**Exercise objective**
Output the whole listing exactly, except for the pictures in it.

**Supplied data**

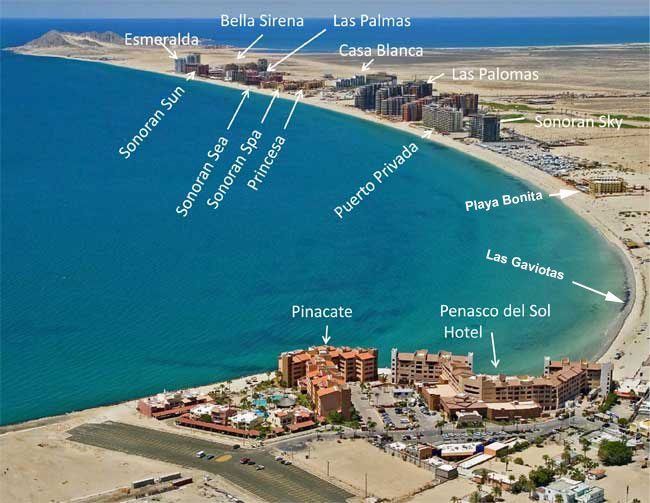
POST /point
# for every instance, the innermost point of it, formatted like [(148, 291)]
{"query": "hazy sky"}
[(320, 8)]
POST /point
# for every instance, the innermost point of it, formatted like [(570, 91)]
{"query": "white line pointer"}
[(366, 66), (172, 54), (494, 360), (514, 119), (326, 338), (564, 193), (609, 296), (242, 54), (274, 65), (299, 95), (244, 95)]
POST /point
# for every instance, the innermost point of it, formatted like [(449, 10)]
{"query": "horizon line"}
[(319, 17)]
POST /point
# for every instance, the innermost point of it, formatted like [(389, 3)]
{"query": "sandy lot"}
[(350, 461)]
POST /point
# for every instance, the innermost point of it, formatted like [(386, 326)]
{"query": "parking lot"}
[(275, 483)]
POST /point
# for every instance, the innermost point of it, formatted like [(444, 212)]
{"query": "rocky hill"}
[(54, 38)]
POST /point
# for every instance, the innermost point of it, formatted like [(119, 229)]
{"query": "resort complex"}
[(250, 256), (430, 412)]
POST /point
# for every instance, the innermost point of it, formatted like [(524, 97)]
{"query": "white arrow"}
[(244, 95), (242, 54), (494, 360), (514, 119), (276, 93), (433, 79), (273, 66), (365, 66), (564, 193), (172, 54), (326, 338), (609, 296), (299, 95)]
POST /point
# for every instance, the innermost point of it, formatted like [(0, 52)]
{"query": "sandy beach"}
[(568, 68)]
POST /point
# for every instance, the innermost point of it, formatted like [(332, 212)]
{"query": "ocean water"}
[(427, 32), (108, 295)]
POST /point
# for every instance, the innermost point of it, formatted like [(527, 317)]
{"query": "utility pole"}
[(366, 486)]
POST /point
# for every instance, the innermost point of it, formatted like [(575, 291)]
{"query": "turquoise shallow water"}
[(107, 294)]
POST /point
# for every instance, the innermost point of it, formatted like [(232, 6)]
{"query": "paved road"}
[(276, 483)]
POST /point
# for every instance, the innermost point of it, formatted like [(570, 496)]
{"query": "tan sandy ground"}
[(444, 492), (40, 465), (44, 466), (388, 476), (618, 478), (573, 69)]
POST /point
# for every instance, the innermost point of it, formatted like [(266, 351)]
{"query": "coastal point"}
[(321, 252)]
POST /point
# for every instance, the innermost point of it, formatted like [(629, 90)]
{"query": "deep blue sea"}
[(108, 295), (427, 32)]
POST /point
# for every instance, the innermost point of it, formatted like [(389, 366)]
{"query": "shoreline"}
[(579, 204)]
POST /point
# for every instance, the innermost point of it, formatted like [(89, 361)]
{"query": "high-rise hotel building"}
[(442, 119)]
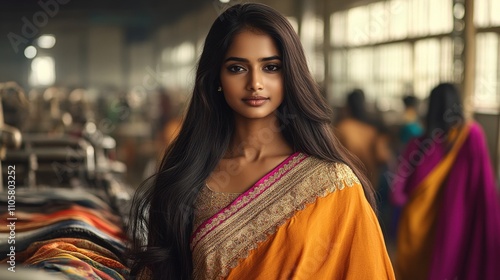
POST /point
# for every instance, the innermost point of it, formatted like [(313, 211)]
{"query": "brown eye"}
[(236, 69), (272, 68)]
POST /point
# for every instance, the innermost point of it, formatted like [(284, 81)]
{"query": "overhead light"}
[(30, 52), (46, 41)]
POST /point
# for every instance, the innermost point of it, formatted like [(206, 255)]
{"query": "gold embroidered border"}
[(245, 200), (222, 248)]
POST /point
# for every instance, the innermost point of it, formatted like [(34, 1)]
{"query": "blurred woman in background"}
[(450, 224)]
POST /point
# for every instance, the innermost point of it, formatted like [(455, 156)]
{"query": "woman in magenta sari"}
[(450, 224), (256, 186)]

**Solution for this task**
POST /point
# for every instance, the innermost point of it, formatted like [(148, 291)]
{"query": "hazy sky"}
[(320, 8)]
POST /point
# for every instance, the innermost point of it, formatted like [(570, 91)]
{"query": "white line pointer"}
[(366, 66), (172, 54), (494, 360), (514, 119), (326, 338), (564, 193), (609, 296), (242, 54), (274, 65), (299, 95), (244, 95)]
POST /point
# for every instance, the innermost point of it, formatted like [(449, 10)]
{"query": "horizon line"}
[(319, 17)]
POST /point
# for every instance, the innermost point of it, formatted like [(389, 3)]
{"query": "sandy lot"}
[(350, 461)]
POST /point
# for every instance, the innermost point of it, formatted like [(386, 326)]
{"query": "parking lot"}
[(275, 483)]
POST /point
# for every instance, the innermost point of it, formatted like [(444, 212)]
{"query": "rocky hill"}
[(54, 38)]
POST /point
# for every instance, the innermost point of it, formatted like [(119, 229)]
{"query": "resort complex"}
[(250, 256), (430, 412)]
POST /point
# for every instance, the innermost point of it, formatted like [(524, 97)]
{"query": "white arrow"}
[(244, 95), (242, 54), (494, 360), (514, 119), (276, 93), (433, 79), (273, 66), (365, 66), (564, 193), (172, 54), (326, 338), (609, 296), (299, 95)]
POST /point
# for every instance, the innermost point of it, formatted like [(0, 52)]
{"query": "sandy beach"}
[(568, 68)]
POST /point
# for every instance, the innermost point of it, formatted like [(332, 212)]
{"query": "ocean water"}
[(427, 32), (108, 295)]
POST /point
# for every instance, the innermost point of it, formatted like [(527, 317)]
{"query": "utility pole"}
[(366, 486)]
POST /point
# for every instance, the innermost point of it, formatted like [(575, 291)]
{"query": "turquoise shallow water"}
[(107, 294)]
POST /point
# for every instance, the innermost point of it, formatted like [(232, 6)]
{"query": "paved road"}
[(276, 483)]
POST /point
# for every instance, the innermost point of it, formatted like [(570, 496)]
{"query": "tan sandy ground"}
[(444, 492), (40, 465), (44, 466), (388, 476), (618, 478), (573, 69)]
POST /point
# for every instance, the innermost point of it, formatted like [(266, 351)]
{"query": "coastal point"}
[(321, 252)]
POST /point
# for every instance, the innermost point of it, formatted like [(629, 90)]
{"query": "deep blue sea"}
[(108, 295), (427, 32)]
POST /point
# for every instance, the innermost point of it, formatted like [(389, 366)]
{"query": "shoreline"}
[(579, 204)]
POST /point
# for every instance, the innermost point of it, formatted like [(89, 361)]
{"query": "high-rise hotel building"}
[(442, 119)]
POST /point
# for every instance, the innermost point of it, formatted like [(313, 211)]
{"query": "brown eye"}
[(236, 69), (272, 68)]
POST /point
# for every instance, the innermost point of it, formatted like [(284, 81)]
{"query": "overhead light"}
[(30, 52), (46, 41)]
POST /point
# for every instance, the innermost point of it, formatted like [(206, 255)]
{"query": "gold embroidered border"}
[(245, 200), (222, 248)]
POST /point
# for every instance, the innermost point of it, formatted like [(34, 1)]
{"query": "blurred woman in background"}
[(450, 224)]
POST /point
# for every instance, the innermost point of it, formatted like [(455, 156)]
{"query": "woman in magenta sari"}
[(450, 224), (256, 186)]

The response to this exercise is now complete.